- [DATA LISTING]
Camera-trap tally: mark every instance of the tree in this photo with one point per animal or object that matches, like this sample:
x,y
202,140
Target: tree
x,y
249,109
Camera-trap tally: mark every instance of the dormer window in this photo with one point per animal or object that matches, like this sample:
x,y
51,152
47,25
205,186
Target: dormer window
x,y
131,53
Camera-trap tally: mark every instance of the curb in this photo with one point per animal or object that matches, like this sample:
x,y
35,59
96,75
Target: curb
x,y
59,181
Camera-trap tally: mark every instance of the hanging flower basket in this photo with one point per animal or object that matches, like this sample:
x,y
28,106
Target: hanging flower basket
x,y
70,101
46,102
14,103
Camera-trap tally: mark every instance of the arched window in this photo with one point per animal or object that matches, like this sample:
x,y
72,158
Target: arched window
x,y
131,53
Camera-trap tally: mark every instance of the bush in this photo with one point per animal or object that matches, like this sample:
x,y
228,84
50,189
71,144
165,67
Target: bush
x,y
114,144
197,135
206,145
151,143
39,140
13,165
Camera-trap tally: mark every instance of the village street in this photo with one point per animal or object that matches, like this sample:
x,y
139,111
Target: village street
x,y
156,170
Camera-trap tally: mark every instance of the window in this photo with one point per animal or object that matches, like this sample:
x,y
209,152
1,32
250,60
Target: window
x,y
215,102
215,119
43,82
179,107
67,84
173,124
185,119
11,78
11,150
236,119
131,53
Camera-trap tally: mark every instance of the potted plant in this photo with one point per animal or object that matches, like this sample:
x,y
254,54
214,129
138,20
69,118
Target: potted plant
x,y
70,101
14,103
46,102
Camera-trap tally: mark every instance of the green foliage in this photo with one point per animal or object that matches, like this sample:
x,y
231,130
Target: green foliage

- [SET PROBLEM]
Copy out each line above, character for character.

- [RESPONSE BELOW]
Camera-trap tally: mark every instance of the tree in this photo with one point per animal or object that matches, like this sample:
x,y
202,140
Target: tree
x,y
249,109
Camera-trap tally: mark every instance of the dormer window in this photo with one point per animal or object that matches, like this sample:
x,y
51,152
47,25
205,186
Target: dormer window
x,y
131,53
Camera-trap tally: mark every instance of the curb in this photo with one point per animal or object that matches, like this sample:
x,y
35,59
96,75
Target: curb
x,y
59,181
Camera-trap tally: mark every instance of the hanging flower basket in this photo with one point per animal or object that matches, like this sample:
x,y
28,106
Target: hanging flower basket
x,y
70,101
46,102
14,103
Camera-trap tally: mark every instance of the arched window in this photo with one point per animal or object that matches, like this sample:
x,y
72,158
Target: arched window
x,y
131,53
Camera-trap tally: mark every instance of the bush in this photo with one point per animal or object that matches, like this sample:
x,y
228,84
50,189
71,144
165,67
Target: bush
x,y
114,144
197,135
206,145
151,143
39,140
13,165
Camera-trap tally: mark every instance of the village street in this photo with one point per animal or object that matches, like this sample:
x,y
139,111
Target: village street
x,y
156,170
Camera-trap tally: mark every instance of the window in this photo with one point per animal or object that matches, like this sample:
x,y
209,152
1,32
250,60
Target: window
x,y
215,102
215,119
43,82
179,107
67,84
173,124
185,119
11,78
11,150
236,119
131,53
Camera-trap tally: mark every instance of the potted plant in this photo with one point per animal or object that matches, like this sample:
x,y
254,54
214,129
138,20
69,118
Target: potted plant
x,y
70,101
14,103
46,102
Camera-trap tally: mark every instance of the green foliage in this photo with one point per animal or object that matches, like this sample:
x,y
231,130
Target: green foliage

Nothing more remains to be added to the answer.